Records from a data collection
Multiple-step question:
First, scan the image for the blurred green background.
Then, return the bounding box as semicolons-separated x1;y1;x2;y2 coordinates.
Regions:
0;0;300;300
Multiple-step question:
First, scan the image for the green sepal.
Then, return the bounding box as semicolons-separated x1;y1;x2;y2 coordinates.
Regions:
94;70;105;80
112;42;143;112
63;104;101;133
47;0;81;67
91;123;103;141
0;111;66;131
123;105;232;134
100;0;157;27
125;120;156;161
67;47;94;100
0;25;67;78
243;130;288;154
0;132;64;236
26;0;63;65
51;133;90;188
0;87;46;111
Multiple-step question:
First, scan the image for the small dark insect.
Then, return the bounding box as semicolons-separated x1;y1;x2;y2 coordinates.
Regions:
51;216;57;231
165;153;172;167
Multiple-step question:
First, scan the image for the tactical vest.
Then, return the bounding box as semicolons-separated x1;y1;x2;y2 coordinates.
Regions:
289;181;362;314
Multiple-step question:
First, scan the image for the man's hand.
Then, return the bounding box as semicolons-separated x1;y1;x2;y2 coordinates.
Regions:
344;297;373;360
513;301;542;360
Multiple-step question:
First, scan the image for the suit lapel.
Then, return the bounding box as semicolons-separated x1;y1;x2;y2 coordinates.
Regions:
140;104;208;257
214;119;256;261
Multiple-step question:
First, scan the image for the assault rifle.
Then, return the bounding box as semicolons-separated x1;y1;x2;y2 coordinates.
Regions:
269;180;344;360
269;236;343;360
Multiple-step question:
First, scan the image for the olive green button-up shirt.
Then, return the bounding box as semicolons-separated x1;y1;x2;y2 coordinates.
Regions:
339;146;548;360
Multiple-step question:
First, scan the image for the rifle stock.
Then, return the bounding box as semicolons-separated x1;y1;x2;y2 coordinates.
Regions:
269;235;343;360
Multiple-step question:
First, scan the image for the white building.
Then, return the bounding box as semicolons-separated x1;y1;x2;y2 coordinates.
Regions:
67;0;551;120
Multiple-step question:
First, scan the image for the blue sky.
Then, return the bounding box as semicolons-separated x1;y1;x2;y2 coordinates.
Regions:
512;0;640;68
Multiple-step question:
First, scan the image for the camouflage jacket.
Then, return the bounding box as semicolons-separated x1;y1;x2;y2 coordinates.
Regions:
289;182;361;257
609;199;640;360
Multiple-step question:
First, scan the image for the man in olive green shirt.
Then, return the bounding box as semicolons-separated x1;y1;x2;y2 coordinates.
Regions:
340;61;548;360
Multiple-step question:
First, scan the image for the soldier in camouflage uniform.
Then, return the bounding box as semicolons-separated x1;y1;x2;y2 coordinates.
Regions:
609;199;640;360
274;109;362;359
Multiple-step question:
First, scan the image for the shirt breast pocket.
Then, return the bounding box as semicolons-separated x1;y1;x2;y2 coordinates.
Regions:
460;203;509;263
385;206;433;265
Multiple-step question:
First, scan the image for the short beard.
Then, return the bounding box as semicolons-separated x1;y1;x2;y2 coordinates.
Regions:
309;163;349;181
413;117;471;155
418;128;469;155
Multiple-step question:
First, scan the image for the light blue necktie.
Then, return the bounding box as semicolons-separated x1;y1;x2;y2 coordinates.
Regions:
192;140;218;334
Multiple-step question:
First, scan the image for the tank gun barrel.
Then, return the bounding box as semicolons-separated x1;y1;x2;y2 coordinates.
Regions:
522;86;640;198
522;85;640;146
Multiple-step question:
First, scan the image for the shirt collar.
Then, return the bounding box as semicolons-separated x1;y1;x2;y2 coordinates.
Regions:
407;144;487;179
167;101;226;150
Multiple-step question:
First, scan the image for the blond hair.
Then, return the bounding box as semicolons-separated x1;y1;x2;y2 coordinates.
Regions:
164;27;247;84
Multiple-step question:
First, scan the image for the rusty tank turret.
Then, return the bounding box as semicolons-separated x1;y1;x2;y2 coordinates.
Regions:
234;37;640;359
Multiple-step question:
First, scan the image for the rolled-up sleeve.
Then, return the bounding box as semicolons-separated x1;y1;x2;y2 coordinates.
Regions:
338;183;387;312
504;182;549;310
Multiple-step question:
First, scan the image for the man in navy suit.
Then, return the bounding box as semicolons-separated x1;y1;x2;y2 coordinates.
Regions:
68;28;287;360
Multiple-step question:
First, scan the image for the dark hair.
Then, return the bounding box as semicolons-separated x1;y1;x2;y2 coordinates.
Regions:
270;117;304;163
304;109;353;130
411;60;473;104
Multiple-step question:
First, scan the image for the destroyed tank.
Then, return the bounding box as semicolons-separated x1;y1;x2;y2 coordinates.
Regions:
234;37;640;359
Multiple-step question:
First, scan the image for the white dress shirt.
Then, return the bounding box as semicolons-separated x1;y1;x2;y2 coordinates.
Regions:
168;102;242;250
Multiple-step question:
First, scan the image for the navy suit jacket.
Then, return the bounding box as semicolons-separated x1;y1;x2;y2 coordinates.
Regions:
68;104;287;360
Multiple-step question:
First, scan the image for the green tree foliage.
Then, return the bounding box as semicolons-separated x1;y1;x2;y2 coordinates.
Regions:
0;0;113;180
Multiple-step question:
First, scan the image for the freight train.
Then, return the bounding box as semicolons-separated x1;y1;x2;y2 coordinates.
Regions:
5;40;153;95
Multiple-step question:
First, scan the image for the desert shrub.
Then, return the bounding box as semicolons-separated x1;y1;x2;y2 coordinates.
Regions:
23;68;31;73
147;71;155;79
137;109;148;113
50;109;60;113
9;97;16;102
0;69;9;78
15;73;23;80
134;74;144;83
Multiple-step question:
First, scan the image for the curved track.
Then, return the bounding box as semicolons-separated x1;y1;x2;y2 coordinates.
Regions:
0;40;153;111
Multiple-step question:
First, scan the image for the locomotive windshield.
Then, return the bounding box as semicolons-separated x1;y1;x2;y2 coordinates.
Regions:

● **PROMPT**:
Reproduce the listing above line for line, with no changes.

● **EXERCISE OUTPUT**:
Multiple-step question:
First, scan the image for the blurred green background.
Then, return the bounding box as semicolons-separated x1;y1;x2;y2 coordinates.
Regions:
0;0;300;300
Multiple-step question:
First, scan the image for the green sepal.
Then, return the bounding box as semicolons-separated x1;y1;x2;y2 coordinates.
Regions:
94;70;105;80
112;42;143;112
63;104;101;133
47;0;81;67
91;123;103;141
0;111;66;131
123;105;232;134
100;0;157;27
125;120;156;161
67;47;94;100
0;25;67;78
243;130;288;154
0;132;64;236
26;0;63;65
51;133;90;188
0;87;46;111
Multiple-step question:
First, scan the image for the small dark insect.
Then, return the bounding box as semicolons-separated x1;y1;x2;y2 coordinates.
Regions:
51;216;57;231
165;153;172;167
Multiple-step question:
First, scan the image for the tactical vest.
Then, return the bounding box as semicolons-separated x1;y1;x2;y2 coordinates.
Regions:
289;181;362;314
Multiple-step question:
First, scan the image for the man's hand.
Then, return the bounding box as semicolons-separated x1;y1;x2;y2 coordinates.
Regions:
344;297;373;360
513;301;542;360
Multiple-step question:
First, scan the image for the suit lapel.
Then, return the bounding box as semicolons-separated x1;y1;x2;y2 coordinates.
Regions:
140;104;208;257
214;119;256;261
Multiple-step question:
First, scan the image for the assault rifle.
Then, return the bounding box as semicolons-separated x1;y1;x2;y2 coordinates.
Regions:
269;180;344;360
269;236;343;360
Multiple-step question:
First, scan the image for the olive green button-up shirt.
Then, return the bounding box as semicolons-separated x1;y1;x2;y2 coordinates.
Regions:
339;146;548;360
Multiple-step question:
First, scan the image for the rifle stock.
Then, return the bounding box as semicolons-separated x1;y1;x2;y2 coordinates.
Regions:
269;235;343;360
Multiple-step question:
First, scan the image for the white building.
Then, return the bounding box as semicolons-separated x1;y1;x2;y2 coordinates.
Regions:
67;0;551;120
Multiple-step question:
First, scan the image for the blue sky.
Then, return the bounding box as semicolons-separated x1;y1;x2;y2 coordinates.
Regions:
512;0;640;68
Multiple-step question:
First, scan the image for the camouflage jacket.
Then, return the bounding box as semicolons-separated x1;y1;x2;y2 coordinates.
Regions:
289;182;361;257
609;199;640;360
Multiple-step question:
First, scan the image for the man in olive green shirt.
Then, return the bounding box as semicolons-separated x1;y1;x2;y2 coordinates.
Regions:
340;61;548;360
Multiple-step question:
First, scan the image for the soldier in camouflage uniform.
Then, return the bounding box as semicolons-separated x1;y1;x2;y2 coordinates.
Regions:
609;199;640;360
274;109;362;359
Multiple-step question:
First, scan the image for the shirt breast pocket.
Then, return the bounding box as semicolons-separated x1;y1;x2;y2 coordinates.
Regions:
460;203;509;263
385;206;433;265
Multiple-step question:
First, scan the image for the short beard.
Then, return the bounding box as semicolons-separated x1;y1;x2;y2 coordinates.
Regions:
309;163;349;181
413;117;471;155
418;128;469;155
Multiple-step question:
First, scan the image for the light blue necktie.
Then, return the bounding box as semicolons-separated x1;y1;x2;y2 coordinates.
Regions:
192;140;218;334
Multiple-step question:
First, scan the image for the tank gun barrel.
Then, return the bounding box as semicolons-separated x1;y1;x2;y2 coordinates.
Regions:
522;86;640;198
522;85;640;146
Multiple-step question:
First, scan the image for the shirt collar.
Then, return the bounding box as semicolons-separated x1;y1;x2;y2 coordinates.
Regions:
407;144;487;179
167;101;226;150
Multiple-step question:
First, scan the image for the blond hair.
Then, return the bounding box as semicolons-separated x1;y1;x2;y2 coordinates.
Regions:
164;27;247;84
Multiple-step question:
First, scan the image for the rusty tank turret.
Then, return the bounding box as semicolons-separated x1;y1;x2;y2 coordinates.
Regions:
234;37;640;359
Multiple-step question:
First, scan the image for the rolled-up sleeve.
Then, return the bounding box as semicolons-separated x1;y1;x2;y2 coordinates.
Regions:
338;183;387;312
504;182;549;310
Multiple-step question:
First, scan the image for the man in navy suit.
Then, return the bounding box as semicolons-separated x1;y1;x2;y2 coordinates.
Regions:
68;28;287;360
Multiple-step question:
First, scan the image for the dark hair.
Then, return the bounding box as semicolons-separated x1;y1;x2;y2 coordinates.
Regions:
270;117;304;163
304;109;353;130
411;60;473;104
Multiple-step question:
First, scan the image for the destroyed tank.
Then, return the bounding box as semicolons-separated x1;y1;x2;y2 coordinates.
Regions:
234;37;640;359
Multiple-step question:
First, scan the image for the white dress shirt.
Then, return the bounding box as semicolons-separated x1;y1;x2;y2 coordinates.
Regions:
168;102;242;250
Multiple-step question:
First, scan the image for the navy suit jacket.
Then, return the bounding box as semicolons-separated x1;y1;x2;y2 coordinates.
Regions:
68;104;287;360
Multiple-step question:
First, scan the image for the green tree foliage.
Then, return the bounding box as semicolons-separated x1;y1;x2;y2 coordinates.
Regions:
0;0;113;180
Multiple-step question:
First, scan the image for the freight train.
Then, return the bounding box as semicolons-separated x1;y1;x2;y2 coordinates.
Regions:
5;40;153;95
Multiple-step question:
First, scan the image for the desert shrub.
Then, return the bounding box as semicolons-separated x1;y1;x2;y2 coordinates.
Regions:
23;68;31;73
147;71;155;79
137;109;148;113
50;109;60;113
9;97;16;102
0;69;9;78
15;73;23;80
134;74;144;83
Multiple-step question:
First, scan the image for the curved track.
Then, return the bounding box as semicolons-separated x1;y1;x2;y2 coordinates.
Regions:
0;40;153;111
Multiple-step question:
First, scan the image for the locomotive windshield.
Then, return the bounding box as semicolons-separated x1;y1;x2;y2 coordinates.
Regions:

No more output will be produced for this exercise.